Текст для чтения:
Страх   преступности   должен   рассматриваться   в общественном контексте. Показатели страха преступности, как они осознаются самими жертвами преступлений, являются не столько  индикаторами  страха  стать  потерпевшим  от преступления, сколько общей неуверенности в обществе. На это указывают также и наши исследования. Нами были выделены два   фактора:   страх   эмоциональный   и   когнитивный. Эмоциональный    страх    характеризуется    следующими проявлениями: страх ночью в квартире, страх ночью на улице. Иными проявлениями обладает когнитивный страх: осознание вероятности быть обокраденным в дороге, подвергнутся квартирному погрому, посягательству на собственность, мошенничеству, стать объектом вооруженного нападения, разбоя, дорожной аварии.

Расшифровка двух этих факторов очень стабильна, о чем говорит то, что подобные признаки мы не раз встречали при опросе жертв преступлений в конце 1995 I. Тогда было опрошено 20695 человек. Причем, при опросе в НФЗ (Фрайбург) и СФЗ (Йена) обнаружилась явная связь между эмоциональным и когнитивным страхом, а также связь произошедших социальных перемен с ростом беззакония. Естественно, что наши исследования установили эти связи только для Западной и Восточной Германии.

Явные особенности имеет когнитивный страх. Как показали опросы (как во Фрайбурге, как и в Йене) с повышенной когнитивной беззащитностью связаны показатели нарушения закона, а также враждебности к зарубежным странам. Что же касается эмоционального страха, то лица с более или менее высоким достатком в обеих Германиях ощущают беззаконность складывающейся в обществе ситуации. Шкалы относительно эмоционального страха не показывают явных различий (исключением является враждебность к зарубежью во Фрайбурге). Различия, касающиеся враждебности, имеют такое же направление как у когнитивного страха: опрошенные с более высоким эмоциональным страхом обнаружили более высокие показатели враждебности к зарубежью.

На основании этих данных можно сделать вывод о связи между страхом перед преступлениями и пережитой ситуацией беззакония в обществе. Полученные результаты исследования (по крайней мере в отношении когнитивного страха) указывают также на ощущение респондентами враждебности из вне. Следует отметить, что на полученные результаты могли оказать влияние различия между поколениями молодых и пожилых. образование, семейное положение жертвы. Стало быть, обнаруженные существенные различия переменных величин независимы.

На связь между беззаконием (в смысле дезорганизации безопасности) и готовностью молодежи к преступлению (прежде всего в НФЗ) ссылается также Хоффман-Ланге[12]. По Гуче[13], рост преступности в Восточной Германии после перелома мог быть объяснен как "имевший место при столкновении с реальной западной жизнью эффект модернизации среди некоторых групп населения    восточногерманского    общества,    которые разочаровались в общественном переломе, объединении, изменениях. (Сравни: Франковский, Васек)[14].

Записи из собрания:
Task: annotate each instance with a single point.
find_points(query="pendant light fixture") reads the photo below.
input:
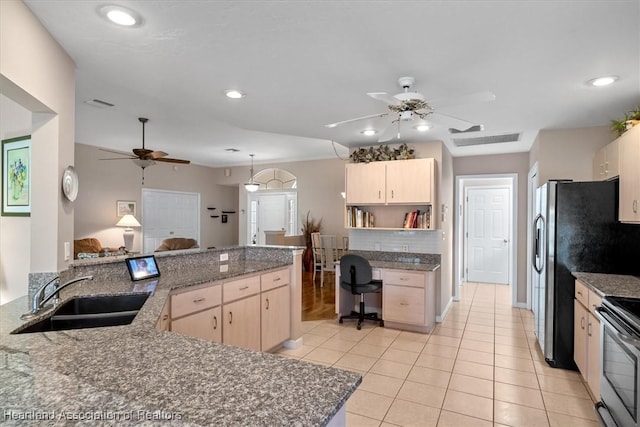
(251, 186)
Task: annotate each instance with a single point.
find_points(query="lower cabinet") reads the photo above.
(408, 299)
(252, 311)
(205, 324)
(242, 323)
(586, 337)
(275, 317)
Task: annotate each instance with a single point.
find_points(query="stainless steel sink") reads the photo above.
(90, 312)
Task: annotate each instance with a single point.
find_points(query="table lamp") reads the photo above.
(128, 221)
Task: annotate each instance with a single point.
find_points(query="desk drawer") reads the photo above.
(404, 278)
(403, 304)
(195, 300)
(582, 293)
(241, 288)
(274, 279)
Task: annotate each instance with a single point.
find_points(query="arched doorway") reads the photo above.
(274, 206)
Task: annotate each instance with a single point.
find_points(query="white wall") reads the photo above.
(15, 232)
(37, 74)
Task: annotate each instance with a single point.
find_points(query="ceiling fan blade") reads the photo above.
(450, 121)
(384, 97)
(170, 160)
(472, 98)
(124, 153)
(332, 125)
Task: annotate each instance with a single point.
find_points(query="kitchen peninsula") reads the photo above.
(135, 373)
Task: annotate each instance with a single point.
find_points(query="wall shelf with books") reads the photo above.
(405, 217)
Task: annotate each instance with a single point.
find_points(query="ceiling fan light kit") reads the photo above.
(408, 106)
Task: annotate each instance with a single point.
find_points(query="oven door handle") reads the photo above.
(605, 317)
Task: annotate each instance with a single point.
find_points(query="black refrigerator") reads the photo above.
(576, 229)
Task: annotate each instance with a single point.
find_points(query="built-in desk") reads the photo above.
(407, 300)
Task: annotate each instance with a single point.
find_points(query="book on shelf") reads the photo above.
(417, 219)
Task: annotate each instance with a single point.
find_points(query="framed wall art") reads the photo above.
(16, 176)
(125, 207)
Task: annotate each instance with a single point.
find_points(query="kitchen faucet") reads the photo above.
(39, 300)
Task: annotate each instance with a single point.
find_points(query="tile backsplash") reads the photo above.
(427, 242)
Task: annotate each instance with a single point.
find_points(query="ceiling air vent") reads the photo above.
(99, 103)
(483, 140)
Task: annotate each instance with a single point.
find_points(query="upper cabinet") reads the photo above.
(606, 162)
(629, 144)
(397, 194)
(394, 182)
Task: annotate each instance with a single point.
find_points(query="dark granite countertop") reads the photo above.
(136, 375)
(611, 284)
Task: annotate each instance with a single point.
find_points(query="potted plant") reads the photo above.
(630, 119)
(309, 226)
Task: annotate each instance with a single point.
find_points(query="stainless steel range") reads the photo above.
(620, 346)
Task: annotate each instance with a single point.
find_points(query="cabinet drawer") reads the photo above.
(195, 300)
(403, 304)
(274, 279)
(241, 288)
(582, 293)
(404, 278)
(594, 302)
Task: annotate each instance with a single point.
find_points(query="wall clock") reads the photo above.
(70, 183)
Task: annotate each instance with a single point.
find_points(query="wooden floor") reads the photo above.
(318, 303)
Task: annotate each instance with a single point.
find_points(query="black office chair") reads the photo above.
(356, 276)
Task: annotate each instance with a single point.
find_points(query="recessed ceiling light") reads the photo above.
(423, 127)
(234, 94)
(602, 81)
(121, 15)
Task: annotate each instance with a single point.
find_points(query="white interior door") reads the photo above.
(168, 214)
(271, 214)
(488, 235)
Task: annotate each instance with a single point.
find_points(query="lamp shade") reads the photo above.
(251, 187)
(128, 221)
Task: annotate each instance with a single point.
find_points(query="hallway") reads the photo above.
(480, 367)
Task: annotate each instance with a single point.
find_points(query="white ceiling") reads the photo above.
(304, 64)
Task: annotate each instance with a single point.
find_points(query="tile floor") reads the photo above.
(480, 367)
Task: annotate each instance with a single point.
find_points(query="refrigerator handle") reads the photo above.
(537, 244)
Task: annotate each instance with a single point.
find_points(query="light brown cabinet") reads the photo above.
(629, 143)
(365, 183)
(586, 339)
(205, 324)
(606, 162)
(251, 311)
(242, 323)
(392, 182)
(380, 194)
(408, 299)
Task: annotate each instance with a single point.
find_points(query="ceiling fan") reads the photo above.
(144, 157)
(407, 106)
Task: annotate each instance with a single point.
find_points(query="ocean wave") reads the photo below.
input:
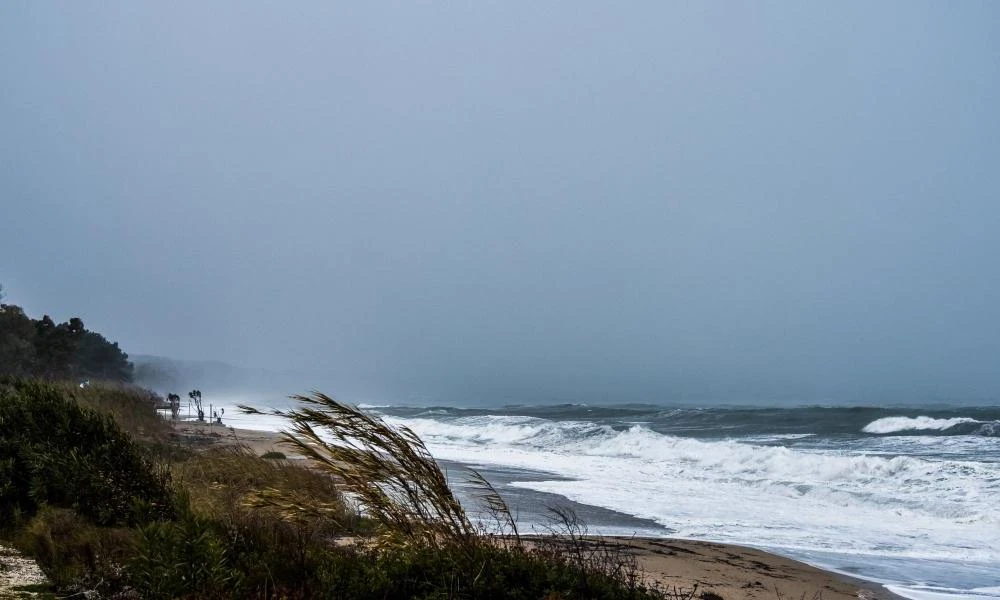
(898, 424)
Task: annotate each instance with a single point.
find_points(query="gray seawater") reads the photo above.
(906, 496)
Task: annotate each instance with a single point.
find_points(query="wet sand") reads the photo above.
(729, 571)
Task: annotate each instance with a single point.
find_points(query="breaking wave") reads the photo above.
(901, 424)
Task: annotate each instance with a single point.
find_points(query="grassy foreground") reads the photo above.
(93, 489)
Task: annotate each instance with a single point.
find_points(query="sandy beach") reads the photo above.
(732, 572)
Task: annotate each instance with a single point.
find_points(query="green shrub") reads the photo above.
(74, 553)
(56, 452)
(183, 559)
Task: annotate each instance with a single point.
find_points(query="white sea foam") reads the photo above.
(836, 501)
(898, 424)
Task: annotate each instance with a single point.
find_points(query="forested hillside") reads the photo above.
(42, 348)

Список заданий:
(1) Какими проявлениями характеризуется эмоциональный страх согласно тексту о страхе преступности?
(2) Перепишите слово в слово фрагмент текста о страхе преступности между словами «Расшифровка двух этих» и «и Восточной Германии.» включительно.
(3) Продолжите текст о страхе преступности, начав сразу после его последнего предложения.
Записи служат отдельным материалом.

Ответы к заданиям:
(1) Страхом ночью в квартире и страхом ночью на улице.

(2)
Расшифровка двух этих факторов очень стабильна, о чем говорит то, что подобные признаки мы не раз встречали при опросе жертв преступлений в конце 1995 I. Тогда было опрошено 20695 человек. Причем, при опросе в НФЗ (Фрайбург) и СФЗ (Йена) обнаружилась явная связь между эмоциональным и когнитивным страхом, а также связь произошедших социальных перемен с ростом беззакония. Естественно, что наши исследования установили эти связи только для Западной и Восточной Германии.

(3)
Высокие  показатели  обеих  разновидностей  страха преступности в Восточной Германии продолжают сохраняться, что явствует из результатов исследования в НФЗ и СФЗ 20000 жертв преступлений, осуществленном в конце 1995 г. Восточные немцы по обеим шкалам имеют более высокие показатели, нежели  западные.  Так,  западные  немцы  на  шкале эмоционального страха (минимум - 3, максимум - 12) имеют показатель 4,94, а восточные - 5,35. По когнитивному страху (минимум - 4, максимум - 16) различия еще значительнее: западные немцы достигают показателя 6,7; восточные же - 7,94.

Итак, опасение стать жертвой в большей мере испытывают восточные немцы. В то же время данные исследований свидетельствуют, что это может быть объяснено эффектом "новой ситуации". Проявление страха перед преступностью зависит, таким образом, от общественных перемен, а не лишь от уровня преступности как такового. Так, к примеру; опрошенные в Йене имеют более высокие показатели страха перед преступлениями, чем опрошенные во Фрайбурге. По мнению жителей Йены развитие преступности связано с экономическими отношениями, недостаточностью свободного времени и агрессивным поведением. Одновременно опрошенные Йены описывают сотрудничество с коллегами по работе как по существу более плохое и внешне более недружелюбное, чем опрошенные Фрайбурга. Причем, в данном отношении результаты опросов в обоих городах стабильно возобновляются в разные годы[15].

 

3.     Полиграфное тестирование как одно из действенных средств борьбы с организованной преступностью.

 

Масштабы и формы современной организованной преступности представляют серьезную угрозу для государственных и общественных институтов всех стран мира. Ее особая общественная опасность заключается в сплоченности, массовости и жестокости. Повышается уровень вооруженности и технической оснащенности организованных преступных сообществ, происходит их сращивание с коррумпированными должностными лицами государственных органов.

Расширяются сферы криминальной деятельности организованных преступных группировок - финансовые аферы, похищение с целью выкупа, вымогательство, торговля наркотиками, краденными автомашинами, разбойные нападения и т.д.

Одной из самых опасных форм проявления организованной преступности, получившей повсеместное распространение, являются убийства, совершенные по найму.

Общественно опасная деятельность наемных убийц, осуществляемая в составе хорошо организованных, материально и технически оснащенных по высшему классу  преступных организаций,  затрудняет возможность раскрытия совершенных ими преступлений.

Некоторые криминальные группировки имеют профессиональных убийц-киллеров на постоянном содержании. Им создаются возможности для обучения и тренировок и из соображений конспирации места их проживания периодически меняются.  После выполнения задания они, как правило, направляются для временного проживания в другой город или за границу.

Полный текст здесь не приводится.